What to work on => Continue the NIH grant announcement from the point where it ends.

*** Selection ***

Applicants are urged to assess carefully the feasibility of including

the broadest possible representation of minority groups.  However,

NIH recognizes that it may not be feasible or appropriate in all

research projects to include representation of the full array of

United States racial/ethnic minority populations (i.e., American

Indians or Alaskan Natives, Asians or Pacific Islanders, Blacks,

Hispanics).  Investigators must provide the rationale for studies on

single minority population groups.

Applications for support of research involving human subjects must

employ a study design with minority and/or gender representation (by

age distribution, risk factors, incidence/prevalence, etc.)

appropriate to the scientific objectives of the research.  It is not

an automatic requirement for the study design to provide statistical

power to answer the questions posed for men and women and

racial/ethnic groups separately; however, whenever there are

scientific reasons to anticipate differences between men and women,

and racial/ethnic groups, with regard to the hypothesis under

investigation, applicants should include an evaluation of these

gender and minority group differences in the proposed study.  If

adequate inclusion of one gender and/or minorities is impossible or

inappropriate with respect to the purpose of the research, because of

the health of the subjects, or other reasons, or if in the only study

population available, there is a disproportionate representation of

one gender or minority/majority group, the rationale for the study

population must be well explained and justified.

The NIH funding components will not make awards of grants,

cooperative agreements or contracts that do not comply with this

policy.  For research awards which are covered by this policy,

awardees will report annually on enrollment of women and men, and on

the race and ethnicity of subjects.


Applications are to be submitted on the grant application form PHS

398 (rev. 9/91) and will be accepted at the standard application

deadlines as indicated below and in the application kit.  The receipt

dates for applications for AIDS-related research are found in the PHS

398 instructions.

Application kits are available at most institutional business offices

or offices of sponsored research and may be obtained from the Office

of Grants Inquiries, Division of Research Grants, National Institutes

of Health, Westwood Building, Room 449, Bethesda, Maryland 20892,

telephone 301/496-7441.  The title and number of this announcement

must be typed in item 2a on the face page of the application for PHS


FIRST award applications must include at least three sealed letters

of reference attached to the face page of the original application.

FIRST award applications submitted without the required number of

reference letters will be considered incomplete and will be returned

without review.

*** Recorded information ***

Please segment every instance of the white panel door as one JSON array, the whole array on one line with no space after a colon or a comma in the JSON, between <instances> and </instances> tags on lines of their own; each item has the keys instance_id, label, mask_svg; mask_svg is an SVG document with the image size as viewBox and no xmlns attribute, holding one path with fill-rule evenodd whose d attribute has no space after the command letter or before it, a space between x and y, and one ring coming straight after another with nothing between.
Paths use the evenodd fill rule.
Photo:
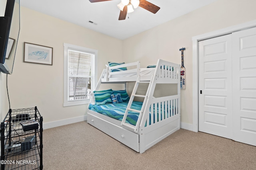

***

Result of the exercise =>
The completed original and five legible copies of the application

form PHS 398 must be sent or delivered to:

Division of Research Grants

National Institutes of Health

Westwood Building, Room 240

Bethesda, MD  20892**


The Division of Research Grants, NIH, serves as a central point for

receipt of applications.  Applications will be assigned in accordance

with established Public Health Service referral guidelines and will

be reviewed by an initial review group (IRG) for scientific and

technical merit in accordance with the standard NIH peer review



Applications will compete for available funds with all other

applications recommended for further consideration and assigned to

the appropriate institute.  R03 applications do not receive a second

level review.  The following will be considered in making funding


o  Quality of the proposed project as determined by peer review

o  Availability of funds

o  Program balance among research areas of the announcement


Written and telephone inquiries are encouraged.  The opportunity to

clarify any issues or questions from potential applicants is welcome.

Direct inquiries regarding programmatic issues to:

Mario R. De La Rosa, Ph.D.

Division of Epidemiology and Prevention Research

National Institute on Drug Abuse

Rockwall II, Suite 615

5600 Fishers Lane

Rockville, MD  20857

Telephone:  (301) 443-2974

Direct inquiries regarding fiscal matters to:

Mrs. Shirley Denney

Grants Management Branch

National Institute on Drug Abuse

Parklawn Building, Room 8A54

5600 Fishers Lane

Rockville, MD  20857

Telephone:  (301) 443-6710


This program is described in the Catalog of Federal Domestic

Assistance No. 93.279.  Awards are made under the authority of

Section 301 of the Public Health Service Act (42 USC 241).  Federal

regulations at 42 CFR Part 52, "Grants for Research Projects," and

Title 45 CFR Parts 74 and 92, generic requirements concerning the

administration of grants, are applicable to these awards.  The

program is not subject to the intergovernmental review requirements

of Executive Order 12372 or Health Systems Agency review.